[begin Page excerpt]

Most people are endowed with good brains, with the ability not just to think, but to think critically.

Yet with those star-seeking brains come all sorts of mortal assets and deficits. At the higher end, emotion — enthusiasm, exhilaration, perhaps even serenity — guides us toward health and happiness. 

But toward the lower end? Where anxiety, fear and despair reside? That’s where these beautiful brains disconnect, where rational and productive thought surrenders to irrational emotions that fuel journeys down a path toward despair and destruction.

Even good brains are supremely challenged these days, navigating the maze of misinformation and disinformation that grows more daunting by the nanosecond. For all the good the internet and artificial intelligence provide now and the potential for broad future benefit they offer, the proliferation of malignance spewed by poison peddlers, eagerly consumed by information seekers, threatens not only our way of life, but life itself.

And yet, if people are determined to think critically, to better select the information they’re consuming from the fire hose of modern society, that healthy, happy future remains within our collective grasp.

The Press welcomes 2024 with the firm belief that tomorrow can dawn brighter than it did today; that the world’s weakened mental muscles of critical thinking have not atrophied irreparably; and that better decision-making at every level is not only possible in the coming year, but guaranteed if enough people abandon their engines of destructive emotions and embrace those that enlighten and constructively engage.

[end Page excerpt]
[begin Entries shown]

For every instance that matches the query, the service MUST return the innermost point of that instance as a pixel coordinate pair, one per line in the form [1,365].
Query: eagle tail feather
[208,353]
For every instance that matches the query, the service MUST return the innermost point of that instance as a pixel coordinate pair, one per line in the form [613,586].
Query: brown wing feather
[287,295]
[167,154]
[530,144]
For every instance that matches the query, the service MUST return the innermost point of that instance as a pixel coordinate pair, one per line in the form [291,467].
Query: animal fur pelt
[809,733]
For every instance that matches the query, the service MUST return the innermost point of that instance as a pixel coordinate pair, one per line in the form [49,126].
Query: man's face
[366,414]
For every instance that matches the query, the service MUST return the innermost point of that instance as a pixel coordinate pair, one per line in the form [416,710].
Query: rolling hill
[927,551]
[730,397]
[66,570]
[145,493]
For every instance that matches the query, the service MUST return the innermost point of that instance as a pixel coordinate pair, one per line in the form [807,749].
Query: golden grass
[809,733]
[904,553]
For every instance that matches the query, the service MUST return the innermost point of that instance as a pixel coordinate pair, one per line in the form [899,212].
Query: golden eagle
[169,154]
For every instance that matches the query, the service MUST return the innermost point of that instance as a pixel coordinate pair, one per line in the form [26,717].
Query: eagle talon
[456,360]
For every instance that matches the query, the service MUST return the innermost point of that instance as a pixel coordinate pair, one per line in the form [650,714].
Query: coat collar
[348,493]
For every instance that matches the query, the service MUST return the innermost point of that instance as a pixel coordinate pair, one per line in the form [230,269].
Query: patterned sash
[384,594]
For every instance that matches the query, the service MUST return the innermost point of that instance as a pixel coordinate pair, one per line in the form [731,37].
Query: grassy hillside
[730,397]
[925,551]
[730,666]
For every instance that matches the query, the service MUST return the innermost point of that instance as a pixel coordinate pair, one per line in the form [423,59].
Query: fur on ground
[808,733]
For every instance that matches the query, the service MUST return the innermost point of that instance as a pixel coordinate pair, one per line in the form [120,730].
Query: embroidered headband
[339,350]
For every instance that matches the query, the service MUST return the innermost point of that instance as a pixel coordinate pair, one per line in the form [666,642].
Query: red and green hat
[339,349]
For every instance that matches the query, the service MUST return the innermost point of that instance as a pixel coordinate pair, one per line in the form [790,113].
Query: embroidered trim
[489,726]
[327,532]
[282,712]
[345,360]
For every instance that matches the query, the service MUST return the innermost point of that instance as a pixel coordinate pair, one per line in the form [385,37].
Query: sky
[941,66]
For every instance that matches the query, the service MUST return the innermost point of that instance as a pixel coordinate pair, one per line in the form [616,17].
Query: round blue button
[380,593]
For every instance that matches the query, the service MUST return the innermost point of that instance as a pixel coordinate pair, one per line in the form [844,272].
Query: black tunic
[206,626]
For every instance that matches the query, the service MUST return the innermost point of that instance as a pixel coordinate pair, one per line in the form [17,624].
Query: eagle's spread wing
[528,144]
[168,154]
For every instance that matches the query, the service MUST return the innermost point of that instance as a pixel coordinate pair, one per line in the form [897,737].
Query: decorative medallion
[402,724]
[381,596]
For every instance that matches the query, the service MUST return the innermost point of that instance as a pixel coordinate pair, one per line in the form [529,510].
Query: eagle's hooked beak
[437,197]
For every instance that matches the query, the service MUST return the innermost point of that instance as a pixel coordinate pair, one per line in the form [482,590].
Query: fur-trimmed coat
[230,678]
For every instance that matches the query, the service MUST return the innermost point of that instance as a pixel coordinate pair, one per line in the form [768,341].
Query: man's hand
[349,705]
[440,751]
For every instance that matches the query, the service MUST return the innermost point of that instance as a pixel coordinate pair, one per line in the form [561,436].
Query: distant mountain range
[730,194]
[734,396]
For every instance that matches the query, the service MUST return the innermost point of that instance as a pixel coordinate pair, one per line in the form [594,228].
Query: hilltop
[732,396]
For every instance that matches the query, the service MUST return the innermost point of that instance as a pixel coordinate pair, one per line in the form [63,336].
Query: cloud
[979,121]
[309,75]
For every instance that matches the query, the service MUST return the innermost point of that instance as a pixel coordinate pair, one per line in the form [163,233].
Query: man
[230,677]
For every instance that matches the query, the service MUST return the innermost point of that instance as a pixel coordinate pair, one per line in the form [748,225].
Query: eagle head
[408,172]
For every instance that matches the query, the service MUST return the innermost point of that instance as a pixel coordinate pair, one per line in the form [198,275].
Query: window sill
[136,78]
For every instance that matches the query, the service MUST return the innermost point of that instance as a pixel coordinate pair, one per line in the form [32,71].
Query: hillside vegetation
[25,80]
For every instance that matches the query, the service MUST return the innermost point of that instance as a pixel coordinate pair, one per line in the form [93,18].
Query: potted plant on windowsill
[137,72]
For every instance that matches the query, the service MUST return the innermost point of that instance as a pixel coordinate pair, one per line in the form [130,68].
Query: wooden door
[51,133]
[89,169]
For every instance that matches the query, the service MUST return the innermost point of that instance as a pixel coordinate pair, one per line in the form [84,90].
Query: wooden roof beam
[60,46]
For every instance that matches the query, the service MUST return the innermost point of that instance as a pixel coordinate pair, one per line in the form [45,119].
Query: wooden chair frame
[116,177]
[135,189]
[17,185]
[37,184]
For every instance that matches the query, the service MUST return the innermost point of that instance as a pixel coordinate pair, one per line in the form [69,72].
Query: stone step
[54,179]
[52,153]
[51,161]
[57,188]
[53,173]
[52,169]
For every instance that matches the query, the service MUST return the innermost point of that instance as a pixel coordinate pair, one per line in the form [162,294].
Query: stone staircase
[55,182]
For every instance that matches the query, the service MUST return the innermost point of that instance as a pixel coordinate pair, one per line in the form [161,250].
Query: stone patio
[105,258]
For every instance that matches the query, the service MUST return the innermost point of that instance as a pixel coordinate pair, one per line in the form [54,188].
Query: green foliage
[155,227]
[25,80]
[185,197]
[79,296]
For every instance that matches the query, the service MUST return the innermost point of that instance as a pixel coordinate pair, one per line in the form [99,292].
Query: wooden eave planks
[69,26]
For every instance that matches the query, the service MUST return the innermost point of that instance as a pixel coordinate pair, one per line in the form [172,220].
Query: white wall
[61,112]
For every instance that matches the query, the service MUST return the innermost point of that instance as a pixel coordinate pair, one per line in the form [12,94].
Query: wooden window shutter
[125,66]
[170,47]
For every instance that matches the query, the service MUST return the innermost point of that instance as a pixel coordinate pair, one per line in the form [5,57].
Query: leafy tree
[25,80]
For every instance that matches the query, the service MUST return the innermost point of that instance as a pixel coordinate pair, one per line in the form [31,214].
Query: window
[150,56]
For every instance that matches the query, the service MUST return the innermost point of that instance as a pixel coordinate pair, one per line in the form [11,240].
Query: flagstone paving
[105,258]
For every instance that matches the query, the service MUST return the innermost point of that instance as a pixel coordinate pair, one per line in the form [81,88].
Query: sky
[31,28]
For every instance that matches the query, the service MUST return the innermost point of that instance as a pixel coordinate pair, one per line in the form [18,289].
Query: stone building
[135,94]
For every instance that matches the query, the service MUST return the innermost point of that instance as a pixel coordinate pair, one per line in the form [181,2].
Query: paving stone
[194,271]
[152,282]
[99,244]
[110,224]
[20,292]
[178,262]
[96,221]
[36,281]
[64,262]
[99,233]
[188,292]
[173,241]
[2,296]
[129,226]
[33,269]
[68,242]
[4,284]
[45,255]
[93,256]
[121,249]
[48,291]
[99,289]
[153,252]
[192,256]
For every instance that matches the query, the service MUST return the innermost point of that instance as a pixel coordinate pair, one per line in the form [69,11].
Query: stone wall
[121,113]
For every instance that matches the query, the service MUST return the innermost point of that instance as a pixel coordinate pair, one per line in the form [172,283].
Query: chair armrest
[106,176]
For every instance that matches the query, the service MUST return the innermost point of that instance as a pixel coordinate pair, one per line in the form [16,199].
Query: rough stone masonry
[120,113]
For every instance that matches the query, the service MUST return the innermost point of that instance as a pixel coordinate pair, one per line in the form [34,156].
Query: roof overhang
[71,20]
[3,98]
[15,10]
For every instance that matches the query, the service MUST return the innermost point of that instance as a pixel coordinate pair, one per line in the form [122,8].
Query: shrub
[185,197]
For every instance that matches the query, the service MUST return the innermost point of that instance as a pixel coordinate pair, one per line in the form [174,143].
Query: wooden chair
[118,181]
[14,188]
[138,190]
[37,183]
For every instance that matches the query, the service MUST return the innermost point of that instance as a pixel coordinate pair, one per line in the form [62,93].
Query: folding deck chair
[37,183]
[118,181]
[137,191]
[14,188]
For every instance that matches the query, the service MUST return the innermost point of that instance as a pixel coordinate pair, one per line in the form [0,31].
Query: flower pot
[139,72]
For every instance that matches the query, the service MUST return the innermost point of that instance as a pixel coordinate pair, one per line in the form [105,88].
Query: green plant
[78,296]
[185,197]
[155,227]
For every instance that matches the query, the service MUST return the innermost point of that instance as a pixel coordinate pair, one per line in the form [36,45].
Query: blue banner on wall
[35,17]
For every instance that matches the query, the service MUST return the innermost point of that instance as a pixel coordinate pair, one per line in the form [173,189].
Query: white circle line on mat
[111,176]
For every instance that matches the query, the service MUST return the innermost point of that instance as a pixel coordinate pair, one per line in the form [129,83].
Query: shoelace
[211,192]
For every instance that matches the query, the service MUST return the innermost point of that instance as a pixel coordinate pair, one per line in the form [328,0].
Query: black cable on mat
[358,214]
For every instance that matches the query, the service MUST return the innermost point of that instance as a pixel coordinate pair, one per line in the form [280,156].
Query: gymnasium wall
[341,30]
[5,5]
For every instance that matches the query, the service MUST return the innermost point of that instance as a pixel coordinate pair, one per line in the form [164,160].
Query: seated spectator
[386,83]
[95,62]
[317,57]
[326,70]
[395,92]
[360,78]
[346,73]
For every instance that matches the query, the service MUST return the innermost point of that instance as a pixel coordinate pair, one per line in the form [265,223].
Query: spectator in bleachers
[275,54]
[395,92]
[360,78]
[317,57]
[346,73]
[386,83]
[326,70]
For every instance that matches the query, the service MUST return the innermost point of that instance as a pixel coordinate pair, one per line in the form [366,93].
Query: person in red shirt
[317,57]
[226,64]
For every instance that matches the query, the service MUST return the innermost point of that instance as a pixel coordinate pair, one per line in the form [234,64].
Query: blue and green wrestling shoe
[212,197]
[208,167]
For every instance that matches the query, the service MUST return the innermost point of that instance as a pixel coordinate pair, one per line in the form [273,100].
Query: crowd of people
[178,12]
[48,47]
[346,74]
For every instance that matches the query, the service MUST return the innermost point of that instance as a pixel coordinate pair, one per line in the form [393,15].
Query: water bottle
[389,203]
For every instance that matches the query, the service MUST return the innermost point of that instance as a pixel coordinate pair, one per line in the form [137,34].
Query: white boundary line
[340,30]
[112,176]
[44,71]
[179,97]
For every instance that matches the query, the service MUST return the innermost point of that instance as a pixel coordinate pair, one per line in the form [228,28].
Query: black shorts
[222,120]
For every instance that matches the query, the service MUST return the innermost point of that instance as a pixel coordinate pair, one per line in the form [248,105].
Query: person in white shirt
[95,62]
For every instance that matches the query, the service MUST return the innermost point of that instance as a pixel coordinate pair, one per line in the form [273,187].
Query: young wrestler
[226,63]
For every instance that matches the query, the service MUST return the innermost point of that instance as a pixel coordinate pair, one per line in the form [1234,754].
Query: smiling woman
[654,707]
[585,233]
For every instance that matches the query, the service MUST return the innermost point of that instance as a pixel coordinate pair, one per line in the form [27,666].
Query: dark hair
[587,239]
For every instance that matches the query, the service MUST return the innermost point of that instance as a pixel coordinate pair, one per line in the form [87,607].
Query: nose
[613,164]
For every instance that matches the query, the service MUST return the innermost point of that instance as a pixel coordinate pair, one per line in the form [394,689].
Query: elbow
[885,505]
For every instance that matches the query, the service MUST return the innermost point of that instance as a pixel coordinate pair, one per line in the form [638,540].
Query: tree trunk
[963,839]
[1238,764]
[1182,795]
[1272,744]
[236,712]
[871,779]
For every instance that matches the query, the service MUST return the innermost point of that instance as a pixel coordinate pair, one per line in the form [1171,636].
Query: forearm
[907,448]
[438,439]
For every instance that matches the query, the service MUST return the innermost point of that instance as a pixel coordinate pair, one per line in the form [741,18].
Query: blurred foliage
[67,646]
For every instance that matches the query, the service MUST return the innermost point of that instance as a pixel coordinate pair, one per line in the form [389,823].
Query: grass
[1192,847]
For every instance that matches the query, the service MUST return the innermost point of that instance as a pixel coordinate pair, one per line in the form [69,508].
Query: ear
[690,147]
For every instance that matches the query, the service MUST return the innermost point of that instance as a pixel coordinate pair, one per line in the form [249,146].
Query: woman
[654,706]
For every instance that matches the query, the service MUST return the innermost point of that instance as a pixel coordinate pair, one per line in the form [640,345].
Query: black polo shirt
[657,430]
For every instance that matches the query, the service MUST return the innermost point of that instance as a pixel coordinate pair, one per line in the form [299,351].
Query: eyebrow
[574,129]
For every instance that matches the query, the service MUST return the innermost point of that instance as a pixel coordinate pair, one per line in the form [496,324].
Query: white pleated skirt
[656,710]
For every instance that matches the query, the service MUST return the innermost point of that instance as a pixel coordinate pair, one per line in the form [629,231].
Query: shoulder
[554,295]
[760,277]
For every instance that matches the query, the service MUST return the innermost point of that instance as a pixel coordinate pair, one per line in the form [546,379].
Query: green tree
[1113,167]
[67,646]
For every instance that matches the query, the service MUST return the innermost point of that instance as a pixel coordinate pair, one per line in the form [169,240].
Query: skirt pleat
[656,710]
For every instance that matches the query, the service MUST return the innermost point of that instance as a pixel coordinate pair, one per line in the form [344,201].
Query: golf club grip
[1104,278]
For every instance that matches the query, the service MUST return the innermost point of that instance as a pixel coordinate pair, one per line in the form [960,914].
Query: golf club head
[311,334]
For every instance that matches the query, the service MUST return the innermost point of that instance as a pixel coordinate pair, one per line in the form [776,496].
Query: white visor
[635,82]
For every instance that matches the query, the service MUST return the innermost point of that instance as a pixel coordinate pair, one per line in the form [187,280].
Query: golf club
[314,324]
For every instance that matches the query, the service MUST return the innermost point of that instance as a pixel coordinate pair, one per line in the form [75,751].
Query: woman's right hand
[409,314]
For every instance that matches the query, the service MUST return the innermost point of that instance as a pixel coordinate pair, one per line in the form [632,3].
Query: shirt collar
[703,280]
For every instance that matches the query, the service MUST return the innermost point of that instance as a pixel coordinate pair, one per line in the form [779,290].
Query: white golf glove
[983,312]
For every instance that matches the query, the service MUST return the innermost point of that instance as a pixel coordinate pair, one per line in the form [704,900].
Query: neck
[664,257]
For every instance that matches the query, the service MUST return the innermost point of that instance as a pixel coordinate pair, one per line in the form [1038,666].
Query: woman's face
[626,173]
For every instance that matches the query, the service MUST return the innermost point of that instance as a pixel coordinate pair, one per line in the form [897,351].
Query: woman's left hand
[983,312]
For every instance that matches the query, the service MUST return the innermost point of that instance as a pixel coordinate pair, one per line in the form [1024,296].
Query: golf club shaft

[end Entries shown]

> _What the exercise asks_:
Repeat the passage from the critical-thinking piece, beginning at the words that have "Most people are" and stopping after "health and happiness.". Work only from the text about critical thinking.

> _Result of the task_:
Most people are endowed with good brains, with the ability not just to think, but to think critically.

Yet with those star-seeking brains come all sorts of mortal assets and deficits. At the higher end, emotion — enthusiasm, exhilaration, perhaps even serenity — guides us toward health and happiness.